▶ **Document segment**:
I love, love, love getting the mail! Not junk mail or bills of course, but it makes me oh so happy to find a glossy, colorful, flowery-smelling magazine delivered right to my door. Which one is it today? Cosmo, Glamour, Marie-Clare, US Weekly, Entertainment Weekly, Allure, Real Simple, Lucky, InStyle, or perhaps People...and will it satisfy my cravings for...celebrity gossip, beauty tips, entertainment reviews, or the quest to become a domestic goddess? There is a book entitled "Up for Renewal", that I haven't read yet, but wish I would've written. It's supposedly about a woman who writes a book about her life after she reads magazines and actually takes their advice. Yes, I subscribe to several magazines and try to at least skim every one of them each month. No, I don't take the advice verbatim. There is something comforting about hearing other people's stories, their experiences, and opinions and relating them to my own. I do want to know what the latest beauty trends are (Allure), how to make him fall in love (Cosmo), how to organize my closet (Real Simple), and read a review of the latest Broadway musical (Entertainment Weekly) of course it would be nice if I could get all that from one source. I realize these articles come in this glossy, sweet smelling package to entice the senses and sell me several products along the way and no I wouldn't have it any other way.
According to Stevens and Maclaran, "in the 19th century, two consumption phenomena emerged that were to redraw and redefine feminity accorinding to a discourse of consumption" (2005, p.283). In other words, women's magazines and the and department store revolutionalized shopping for women, not only offering "a world of goods, but they also offered women a window of opportunity, enabling them to look at and explore a multiplicity of possibilities and personas" (Stevens & Maclaran, 2005, p. 283).

▶ **Tasks for this exercise**:
(1) Transcribe the post about magazine subscriptions, everything from "According to Stevens" down to "2005, p. 283).".
(2) Answer these questions about the post about magazine subscriptions:
(a) What is the title of the book the writer wishes they had written?
(b) Which magazine does the writer name for learning how to organize a closet?
(c) According to Stevens and Maclaran, in what century did the two consumption phenomena emerge?
(3) How would the post about magazine subscriptions go on? Write the next part, starting right after its last sentence.
The data after this point plays no part in any of this work.

▶ **Rows**:
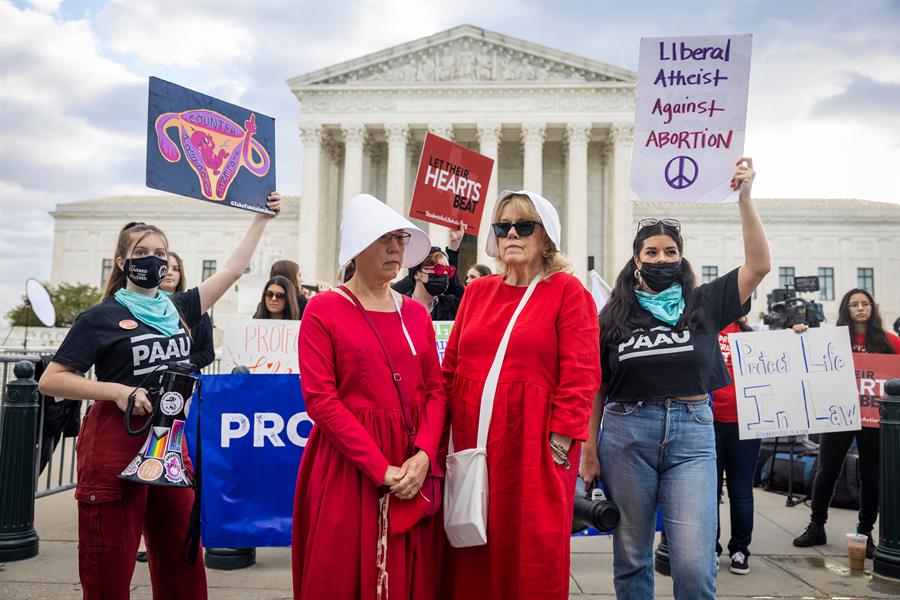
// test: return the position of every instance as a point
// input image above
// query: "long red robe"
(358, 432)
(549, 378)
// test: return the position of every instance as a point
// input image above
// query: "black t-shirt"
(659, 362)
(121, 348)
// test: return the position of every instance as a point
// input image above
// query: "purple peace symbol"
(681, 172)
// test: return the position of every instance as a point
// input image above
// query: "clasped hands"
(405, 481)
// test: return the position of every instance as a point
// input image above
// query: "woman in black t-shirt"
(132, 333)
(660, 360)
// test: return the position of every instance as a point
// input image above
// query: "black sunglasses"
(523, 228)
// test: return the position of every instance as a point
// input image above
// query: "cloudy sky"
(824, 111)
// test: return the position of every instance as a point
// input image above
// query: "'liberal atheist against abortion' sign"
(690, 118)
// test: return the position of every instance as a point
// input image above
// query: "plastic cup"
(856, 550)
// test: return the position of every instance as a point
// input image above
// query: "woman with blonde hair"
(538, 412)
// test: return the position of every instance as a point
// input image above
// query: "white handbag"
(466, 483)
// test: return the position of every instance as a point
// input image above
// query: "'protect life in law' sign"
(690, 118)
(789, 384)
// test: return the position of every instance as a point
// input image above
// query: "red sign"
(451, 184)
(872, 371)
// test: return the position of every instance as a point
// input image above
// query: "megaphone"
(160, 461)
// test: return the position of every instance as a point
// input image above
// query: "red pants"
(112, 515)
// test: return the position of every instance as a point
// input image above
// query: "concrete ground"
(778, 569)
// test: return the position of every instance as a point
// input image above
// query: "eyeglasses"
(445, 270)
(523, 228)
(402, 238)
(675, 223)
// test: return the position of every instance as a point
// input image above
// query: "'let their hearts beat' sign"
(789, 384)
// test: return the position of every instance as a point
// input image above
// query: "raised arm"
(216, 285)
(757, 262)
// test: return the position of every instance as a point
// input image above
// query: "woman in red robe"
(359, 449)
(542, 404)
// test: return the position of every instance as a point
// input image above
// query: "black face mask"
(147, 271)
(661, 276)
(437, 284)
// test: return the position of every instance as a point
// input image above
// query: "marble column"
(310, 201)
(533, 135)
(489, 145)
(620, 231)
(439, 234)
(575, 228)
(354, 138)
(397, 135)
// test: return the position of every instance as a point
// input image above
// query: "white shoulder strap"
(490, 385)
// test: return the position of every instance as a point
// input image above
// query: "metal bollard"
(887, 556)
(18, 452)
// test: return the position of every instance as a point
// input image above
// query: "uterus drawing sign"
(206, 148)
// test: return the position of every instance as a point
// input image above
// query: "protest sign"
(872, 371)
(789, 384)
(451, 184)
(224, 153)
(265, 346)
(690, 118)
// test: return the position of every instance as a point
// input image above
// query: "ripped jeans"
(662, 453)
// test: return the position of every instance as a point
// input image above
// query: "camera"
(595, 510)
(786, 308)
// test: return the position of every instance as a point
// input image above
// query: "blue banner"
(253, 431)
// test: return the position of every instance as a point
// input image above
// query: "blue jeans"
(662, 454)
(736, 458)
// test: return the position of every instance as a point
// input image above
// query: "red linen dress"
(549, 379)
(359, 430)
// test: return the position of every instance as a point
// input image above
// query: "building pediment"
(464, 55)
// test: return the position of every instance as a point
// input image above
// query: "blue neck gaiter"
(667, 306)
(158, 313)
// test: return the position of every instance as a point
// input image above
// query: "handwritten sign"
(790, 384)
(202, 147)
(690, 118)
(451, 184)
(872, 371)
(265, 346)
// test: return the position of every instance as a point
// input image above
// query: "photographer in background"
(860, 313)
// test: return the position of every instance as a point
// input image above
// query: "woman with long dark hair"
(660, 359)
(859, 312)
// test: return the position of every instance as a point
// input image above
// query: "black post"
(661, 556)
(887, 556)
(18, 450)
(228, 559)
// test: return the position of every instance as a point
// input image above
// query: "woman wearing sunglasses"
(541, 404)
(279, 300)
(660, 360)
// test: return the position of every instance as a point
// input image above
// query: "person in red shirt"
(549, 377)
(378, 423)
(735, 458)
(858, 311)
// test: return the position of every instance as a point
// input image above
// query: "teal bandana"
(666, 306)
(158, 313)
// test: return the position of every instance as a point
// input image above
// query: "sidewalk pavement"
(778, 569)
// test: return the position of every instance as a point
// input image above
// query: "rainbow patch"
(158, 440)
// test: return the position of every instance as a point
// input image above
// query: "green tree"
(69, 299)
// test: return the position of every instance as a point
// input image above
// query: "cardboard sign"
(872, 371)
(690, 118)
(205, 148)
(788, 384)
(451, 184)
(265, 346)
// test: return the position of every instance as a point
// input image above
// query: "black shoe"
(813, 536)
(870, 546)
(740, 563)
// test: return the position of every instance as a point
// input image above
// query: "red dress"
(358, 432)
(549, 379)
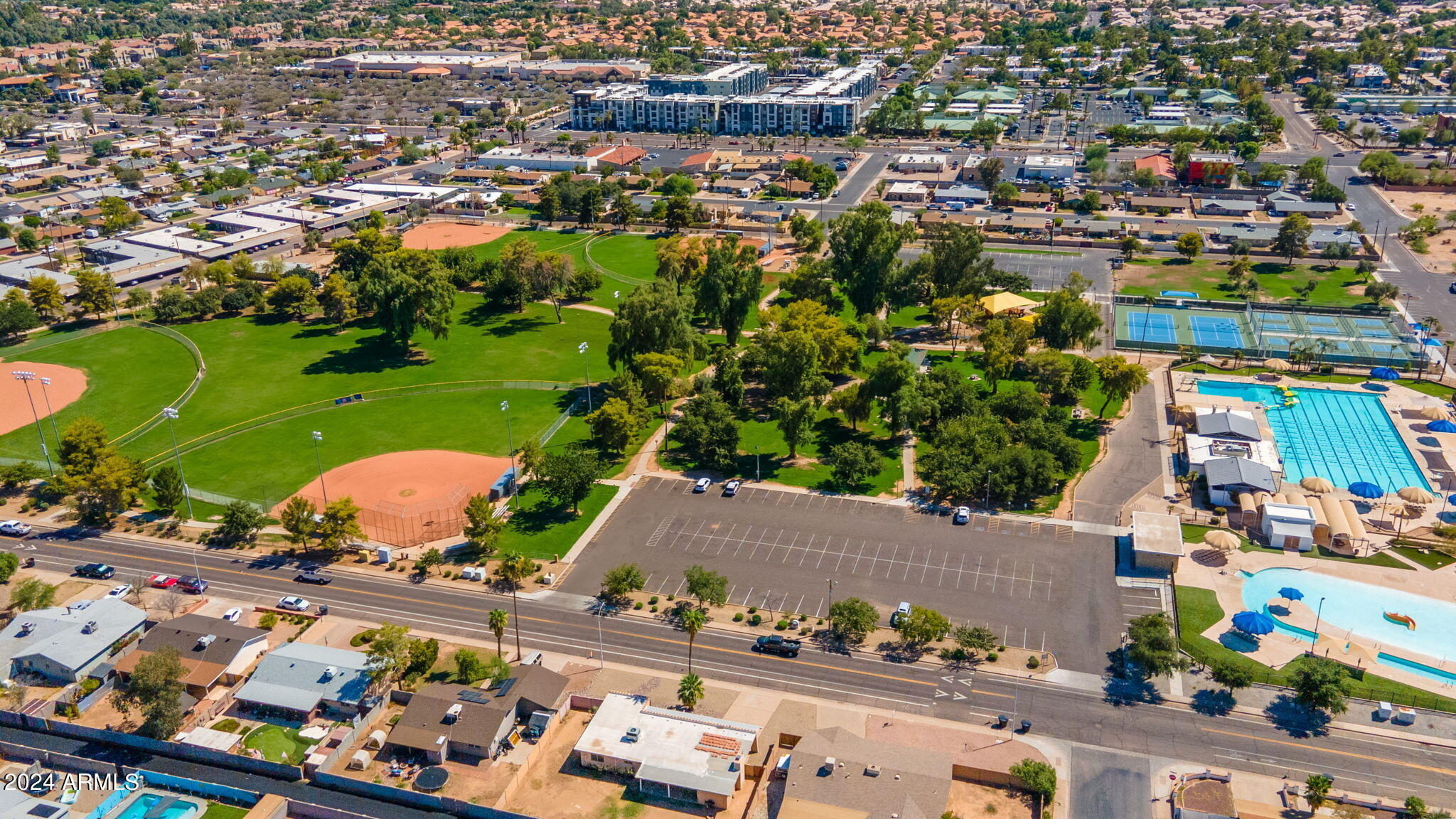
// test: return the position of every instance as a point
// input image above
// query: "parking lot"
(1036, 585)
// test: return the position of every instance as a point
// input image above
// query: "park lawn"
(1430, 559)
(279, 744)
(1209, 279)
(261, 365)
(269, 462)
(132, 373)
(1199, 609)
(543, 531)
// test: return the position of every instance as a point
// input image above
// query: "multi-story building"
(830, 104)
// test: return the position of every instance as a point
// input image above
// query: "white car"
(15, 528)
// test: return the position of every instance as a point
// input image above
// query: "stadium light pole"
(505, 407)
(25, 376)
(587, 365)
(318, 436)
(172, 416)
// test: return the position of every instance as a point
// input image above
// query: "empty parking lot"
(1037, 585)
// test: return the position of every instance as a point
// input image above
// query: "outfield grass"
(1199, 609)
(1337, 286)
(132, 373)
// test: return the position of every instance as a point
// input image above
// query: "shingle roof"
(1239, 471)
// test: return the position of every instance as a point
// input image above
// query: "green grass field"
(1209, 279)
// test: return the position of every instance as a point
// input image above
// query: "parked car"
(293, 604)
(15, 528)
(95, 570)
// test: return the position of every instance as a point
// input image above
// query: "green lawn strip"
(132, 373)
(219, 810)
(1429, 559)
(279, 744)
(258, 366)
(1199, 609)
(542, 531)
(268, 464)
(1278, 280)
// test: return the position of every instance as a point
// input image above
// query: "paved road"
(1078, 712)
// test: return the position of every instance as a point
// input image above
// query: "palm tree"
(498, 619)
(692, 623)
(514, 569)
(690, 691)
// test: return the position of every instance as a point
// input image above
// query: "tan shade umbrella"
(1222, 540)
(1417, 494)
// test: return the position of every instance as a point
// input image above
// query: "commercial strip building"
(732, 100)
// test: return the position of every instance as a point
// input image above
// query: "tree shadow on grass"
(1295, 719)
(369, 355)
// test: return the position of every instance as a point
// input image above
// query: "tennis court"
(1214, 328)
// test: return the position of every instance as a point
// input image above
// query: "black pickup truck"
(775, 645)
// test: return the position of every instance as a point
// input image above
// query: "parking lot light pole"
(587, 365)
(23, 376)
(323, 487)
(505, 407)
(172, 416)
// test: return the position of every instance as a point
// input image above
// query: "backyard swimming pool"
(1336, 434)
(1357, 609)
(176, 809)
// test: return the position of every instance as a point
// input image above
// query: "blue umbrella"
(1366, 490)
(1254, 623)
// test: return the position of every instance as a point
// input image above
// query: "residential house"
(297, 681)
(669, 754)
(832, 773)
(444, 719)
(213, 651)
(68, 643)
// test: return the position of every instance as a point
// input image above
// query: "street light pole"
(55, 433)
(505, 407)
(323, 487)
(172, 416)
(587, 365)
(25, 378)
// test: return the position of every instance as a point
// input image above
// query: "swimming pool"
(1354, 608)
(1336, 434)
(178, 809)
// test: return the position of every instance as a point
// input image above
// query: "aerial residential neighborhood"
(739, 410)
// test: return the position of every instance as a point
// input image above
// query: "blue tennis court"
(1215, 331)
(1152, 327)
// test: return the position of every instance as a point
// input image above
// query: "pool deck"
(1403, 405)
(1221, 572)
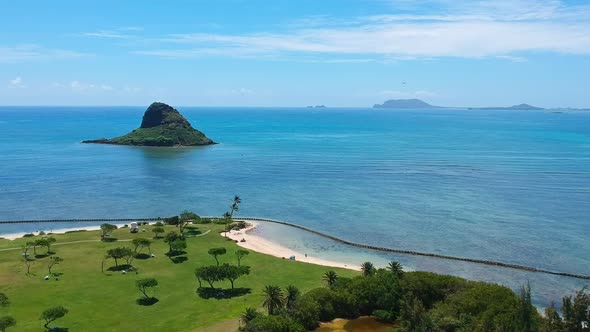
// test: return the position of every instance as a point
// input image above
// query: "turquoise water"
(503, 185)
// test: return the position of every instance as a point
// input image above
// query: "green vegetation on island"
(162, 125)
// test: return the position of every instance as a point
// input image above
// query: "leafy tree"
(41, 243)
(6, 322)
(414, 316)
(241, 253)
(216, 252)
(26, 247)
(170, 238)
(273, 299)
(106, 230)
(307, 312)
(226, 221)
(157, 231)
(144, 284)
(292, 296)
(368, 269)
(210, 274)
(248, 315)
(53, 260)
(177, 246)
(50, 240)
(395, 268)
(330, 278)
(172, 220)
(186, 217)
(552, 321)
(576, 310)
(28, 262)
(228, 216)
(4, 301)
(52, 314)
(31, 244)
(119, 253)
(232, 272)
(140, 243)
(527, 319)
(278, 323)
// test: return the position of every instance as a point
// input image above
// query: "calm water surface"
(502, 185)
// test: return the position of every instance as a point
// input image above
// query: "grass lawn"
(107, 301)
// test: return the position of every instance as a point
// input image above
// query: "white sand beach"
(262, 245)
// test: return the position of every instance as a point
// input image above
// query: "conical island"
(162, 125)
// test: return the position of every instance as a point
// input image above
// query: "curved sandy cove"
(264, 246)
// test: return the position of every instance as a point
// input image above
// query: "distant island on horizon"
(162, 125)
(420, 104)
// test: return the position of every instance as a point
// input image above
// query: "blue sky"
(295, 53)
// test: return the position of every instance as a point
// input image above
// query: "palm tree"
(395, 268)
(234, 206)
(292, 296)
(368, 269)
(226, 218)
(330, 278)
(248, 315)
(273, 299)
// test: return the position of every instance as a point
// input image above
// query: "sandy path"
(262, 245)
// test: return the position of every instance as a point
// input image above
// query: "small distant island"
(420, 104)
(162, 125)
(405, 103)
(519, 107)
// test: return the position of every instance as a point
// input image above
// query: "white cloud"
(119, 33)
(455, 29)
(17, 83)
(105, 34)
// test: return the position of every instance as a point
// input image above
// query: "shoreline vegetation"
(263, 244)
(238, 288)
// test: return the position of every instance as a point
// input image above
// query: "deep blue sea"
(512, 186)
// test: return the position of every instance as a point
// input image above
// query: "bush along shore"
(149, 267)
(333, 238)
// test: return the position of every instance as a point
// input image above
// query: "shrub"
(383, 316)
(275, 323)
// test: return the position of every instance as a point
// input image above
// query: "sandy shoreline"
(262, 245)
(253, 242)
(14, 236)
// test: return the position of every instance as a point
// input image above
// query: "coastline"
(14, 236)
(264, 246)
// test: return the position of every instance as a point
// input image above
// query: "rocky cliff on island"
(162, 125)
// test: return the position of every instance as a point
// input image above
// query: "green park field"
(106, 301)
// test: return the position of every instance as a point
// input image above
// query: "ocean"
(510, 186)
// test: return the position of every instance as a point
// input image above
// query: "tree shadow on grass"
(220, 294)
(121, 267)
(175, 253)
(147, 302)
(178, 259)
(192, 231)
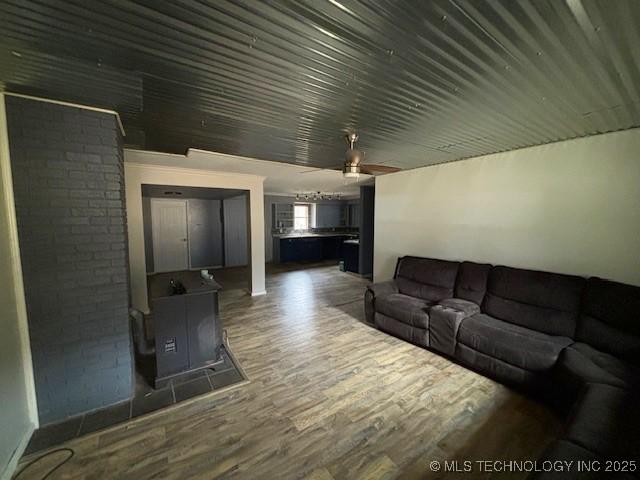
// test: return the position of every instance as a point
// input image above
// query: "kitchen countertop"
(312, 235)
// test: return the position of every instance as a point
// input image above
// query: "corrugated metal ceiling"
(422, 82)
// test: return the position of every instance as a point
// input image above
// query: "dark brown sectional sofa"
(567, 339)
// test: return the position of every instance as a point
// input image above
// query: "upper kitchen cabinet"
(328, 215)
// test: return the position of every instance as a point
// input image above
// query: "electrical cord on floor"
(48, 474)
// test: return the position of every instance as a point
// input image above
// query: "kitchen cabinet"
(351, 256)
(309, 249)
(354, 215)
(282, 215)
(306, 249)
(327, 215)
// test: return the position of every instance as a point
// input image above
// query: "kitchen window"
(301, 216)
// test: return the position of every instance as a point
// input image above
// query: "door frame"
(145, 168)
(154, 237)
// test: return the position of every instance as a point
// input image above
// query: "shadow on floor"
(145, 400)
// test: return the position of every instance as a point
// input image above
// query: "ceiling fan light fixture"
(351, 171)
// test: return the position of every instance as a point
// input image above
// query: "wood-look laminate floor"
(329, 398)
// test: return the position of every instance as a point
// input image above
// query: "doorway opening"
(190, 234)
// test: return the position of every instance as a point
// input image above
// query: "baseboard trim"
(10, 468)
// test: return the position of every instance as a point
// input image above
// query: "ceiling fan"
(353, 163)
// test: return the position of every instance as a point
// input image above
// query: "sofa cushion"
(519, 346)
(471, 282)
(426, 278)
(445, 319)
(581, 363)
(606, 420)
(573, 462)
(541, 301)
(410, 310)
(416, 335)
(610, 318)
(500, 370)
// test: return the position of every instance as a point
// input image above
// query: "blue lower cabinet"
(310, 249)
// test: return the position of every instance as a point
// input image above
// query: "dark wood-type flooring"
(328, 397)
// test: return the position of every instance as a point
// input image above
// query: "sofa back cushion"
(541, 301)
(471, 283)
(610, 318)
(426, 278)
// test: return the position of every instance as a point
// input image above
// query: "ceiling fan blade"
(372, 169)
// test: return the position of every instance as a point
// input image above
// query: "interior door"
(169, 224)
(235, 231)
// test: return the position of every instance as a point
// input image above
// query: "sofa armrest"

▶ **Task results**:
(1)
According to Stevens and Maclaran, "in the 19th century, two consumption phenomena emerged that were to redraw and redefine feminity accorinding to a discourse of consumption" (2005, p.283). In other words, women's magazines and the and department store revolutionalized shopping for women, not only offering "a world of goods, but they also offered women a window of opportunity, enabling them to look at and explore a multiplicity of possibilities and personas" (Stevens & Maclaran, 2005, p. 283).

(2)
(a) "Up for Renewal"
(b) Real Simple
(c) The 19th century

(3)
Cosmopolitan is probably my favorite because it is kind of outrageous. The cover practically screams "SEX!" every single month. It's quite humorous actually. Most of the articles seem repetitive and in fact a comparison of issues will confirm that a similar article ran just a few months prior. Different byline; same message. Despite using lingo including "frenemies" and "OMG" which comes off kind of juvenile at times, Cosmo does have some redeeming qualities. For example, this month there are articles on travel safety, getting ahead at work, dealing with frenemies (friends who backstab), etiquette, and things women excel at over their male counterparts (evolution, living longer, being more recession proof, communication). The magazine started in the 1960s after Helen Gurley Brown wrote Sex and the Single Girl. She was a pioneer for women's magazines, "chick lit", and most likely was the original "Carrie Bradshaw" from the HBO series Sex and the City. Cosmopolitan is indeed a pop culture artifact because although it mainly represents young, single women, if one were to crack open a copy years from now it would show popular trends and women's tastes in fashion, products, men, movies, music, books, advertising, and even humor for the style it's written in.
An actual critical analysis of Cosmopolitan as mass culture was performed using "the methodology of high cultural analysis" (McCracken, 1982, p.30). The results of the analysis looks at ideology-living vicariously, selling a self image; the infrastructure-making money, circulation, advertising, and layout; the mythology-message conveyed by writing and pictures which is meant to exude pleasure; feminist-a look at glamour, image, envy; and semiological-success is in obtaining the right image (McCracken, 1982). The final outcome of the analysis suggests that although Cosmo gives the "illusion of modernity" it really contains "traditional values beneath a sugar coating" (McCracken, 1982).
And yes, sorry if the beginning of this blog sounds like a Cosmo article :)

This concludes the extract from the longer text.